§ Task brief: Repeat the lines below exactly as they appear, but leave out the images.
── Exercise data
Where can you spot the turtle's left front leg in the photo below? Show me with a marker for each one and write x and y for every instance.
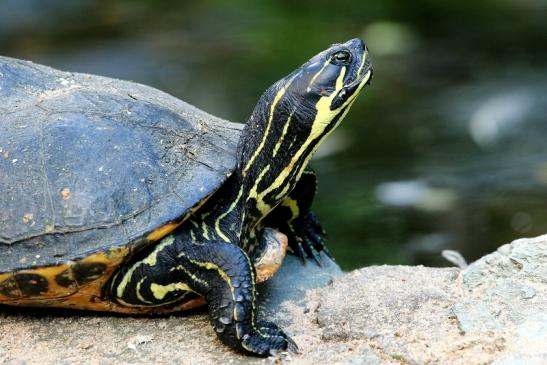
(294, 218)
(224, 275)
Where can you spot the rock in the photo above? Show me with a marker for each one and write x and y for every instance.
(495, 311)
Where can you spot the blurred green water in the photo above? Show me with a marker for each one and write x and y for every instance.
(445, 150)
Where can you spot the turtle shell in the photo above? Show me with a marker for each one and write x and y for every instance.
(90, 167)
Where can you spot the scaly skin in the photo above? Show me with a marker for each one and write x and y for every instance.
(210, 253)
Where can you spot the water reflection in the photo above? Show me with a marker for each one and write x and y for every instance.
(446, 150)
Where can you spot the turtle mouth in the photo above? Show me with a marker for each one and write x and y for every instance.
(350, 91)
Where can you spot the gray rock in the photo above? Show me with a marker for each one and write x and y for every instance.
(495, 311)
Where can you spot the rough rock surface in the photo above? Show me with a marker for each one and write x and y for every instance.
(495, 311)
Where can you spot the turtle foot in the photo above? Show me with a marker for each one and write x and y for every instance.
(267, 339)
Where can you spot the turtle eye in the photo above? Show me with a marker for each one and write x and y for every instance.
(340, 57)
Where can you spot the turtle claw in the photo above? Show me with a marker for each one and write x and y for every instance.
(267, 339)
(306, 239)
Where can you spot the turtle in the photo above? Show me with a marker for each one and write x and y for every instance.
(117, 197)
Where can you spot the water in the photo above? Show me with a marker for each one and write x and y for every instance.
(445, 150)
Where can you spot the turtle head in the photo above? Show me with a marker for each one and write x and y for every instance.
(305, 106)
(301, 109)
(325, 86)
(294, 116)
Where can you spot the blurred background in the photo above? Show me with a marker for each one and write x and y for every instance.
(447, 149)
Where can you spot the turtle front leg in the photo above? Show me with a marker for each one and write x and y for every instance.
(293, 217)
(220, 272)
(227, 281)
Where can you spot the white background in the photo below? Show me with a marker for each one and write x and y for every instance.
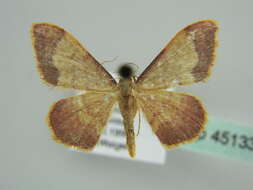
(135, 31)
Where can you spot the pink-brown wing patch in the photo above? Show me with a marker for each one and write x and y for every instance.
(63, 61)
(175, 118)
(78, 121)
(187, 59)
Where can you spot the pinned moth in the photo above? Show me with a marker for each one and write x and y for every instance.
(175, 118)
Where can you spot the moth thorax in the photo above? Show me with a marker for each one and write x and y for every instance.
(126, 71)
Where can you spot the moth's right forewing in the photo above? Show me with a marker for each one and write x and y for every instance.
(63, 61)
(186, 59)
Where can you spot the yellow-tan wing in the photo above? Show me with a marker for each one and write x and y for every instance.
(175, 118)
(187, 58)
(63, 61)
(78, 121)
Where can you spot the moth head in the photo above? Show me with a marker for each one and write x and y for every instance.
(127, 70)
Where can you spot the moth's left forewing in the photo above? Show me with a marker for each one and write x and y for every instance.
(62, 61)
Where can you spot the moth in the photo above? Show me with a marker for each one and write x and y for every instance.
(78, 121)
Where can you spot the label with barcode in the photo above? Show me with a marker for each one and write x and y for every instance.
(226, 139)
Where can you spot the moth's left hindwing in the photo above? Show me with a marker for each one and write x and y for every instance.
(79, 121)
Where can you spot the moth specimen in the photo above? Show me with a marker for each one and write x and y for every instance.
(174, 117)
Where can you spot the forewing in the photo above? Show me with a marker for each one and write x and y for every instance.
(175, 118)
(62, 61)
(188, 58)
(78, 121)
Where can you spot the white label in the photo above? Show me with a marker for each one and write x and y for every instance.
(113, 141)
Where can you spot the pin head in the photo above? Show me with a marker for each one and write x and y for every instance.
(126, 71)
────
§ Answer space:
Where can you spot the turtle's left front leg in the photo below? Show me with a marker for each one and write x and y for every instance.
(294, 218)
(224, 275)
Where can you spot the rock in the photo above? Show me with a marker for each one and write x and y for every instance.
(495, 311)
Where can you spot the blurred green water in the photo above? Show me with a marker for each one and write x and y for every instance.
(445, 150)
Where can you spot the turtle shell in the photo above? Show me with a marker for each one and write x and y for every instance.
(90, 167)
Where can you spot the scaly skin in the photo above? Show me with a marker for each one and write x and y for every instance.
(210, 253)
Where can you spot the water reflection in the photo above? Show me with a marker for each one and write x and y for every instance.
(446, 150)
Where can you spot the turtle mouth in the photo above? Show me with a marker for each one and write x and y for every instance.
(350, 91)
Where can you spot the gray rock in the photo above? Show me with a marker for each one and write x and y for every instance.
(495, 311)
Where can you spot the rough rock surface in the photo above? Show me with a marker for each one and write x and y for every instance.
(495, 311)
Where can you spot the turtle foot in the photo above? Show me with a marker for each one and write x and y for every instance.
(267, 339)
Where can you spot the turtle eye in the photo above? Show me with a marker for each one and write x and y for every instance.
(340, 57)
Where can you spot the turtle claw in the photo above? Show me with a marker for each one and write x and y for every instance.
(267, 339)
(306, 239)
Where can you spot the turtle in the photo above? Show me with a marker for each one and write x and y for every instance.
(117, 197)
Where can you spot the water in the photo above? Show me with a marker for each one and write x and y for every instance.
(445, 150)
Where can you spot the turtle head in the photo above? Show me with a marker for each one and write x and y for every instance.
(305, 106)
(301, 109)
(325, 86)
(294, 116)
Where can you spot the blurred background in the photo above? Show me with a marker for each one and write x and y for every instance.
(447, 149)
Where can you spot the turtle front leg in the photo above? Show me with a marker for each one and write x and y for every instance.
(293, 217)
(220, 272)
(227, 281)
Where can you spot the white background in the photo below? Show me with a marker for each one and write x and y for every instance.
(135, 31)
Where can you spot the pink-brown wing patch in the photo above? Show me with a marker for each one and write x and y for every instance.
(63, 61)
(175, 118)
(78, 121)
(187, 59)
Where can you spot the pinned moth in the photo above? Show me with a marker for each one and write x and y for every instance.
(175, 118)
Where can you spot the moth thorax in the photo above? Show me with a marker for each one and write x and y for every instance.
(126, 71)
Where can you spot the moth's right forewing in the photo above? Show me with a marker for each one and write x and y for every instance.
(63, 61)
(186, 59)
Where can you spot the yellow-tan wing in the photo above? Show me with a marker for each one and write x and y for every instance.
(175, 118)
(187, 58)
(63, 61)
(78, 121)
Where can you spot the moth head in the photo above? Show me with a marker for each one and write x and y for every instance.
(127, 70)
Where can you spot the moth's left forewing in the photo above? Show me with a marker for each one and write x and y for every instance.
(62, 61)
Where can you spot the moth in the photo above? Show me with a marker for each one and write x and y for every instance.
(78, 121)
Where can you spot the label with barcode in the photo above? Show me with a marker for each one and write x and y for every instance.
(226, 139)
Where can you spot the moth's left hindwing in the photo above? Show me with a marker for each one and write x and y for every instance.
(79, 121)
Where can you spot the moth specimen in the photo above? Show me with a marker for each one and write x and y for every instance.
(174, 117)
Where can you spot the forewing in the photo above? Show me with a marker for each one and write x and y for every instance.
(175, 118)
(62, 61)
(188, 58)
(78, 121)
Where can you spot the white label in the photo above? Show me with a marker for each one and write x and y for every instance.
(113, 141)
Where can you spot the pin head in the photo above? Show me with a marker for each one and write x and y for every instance.
(126, 71)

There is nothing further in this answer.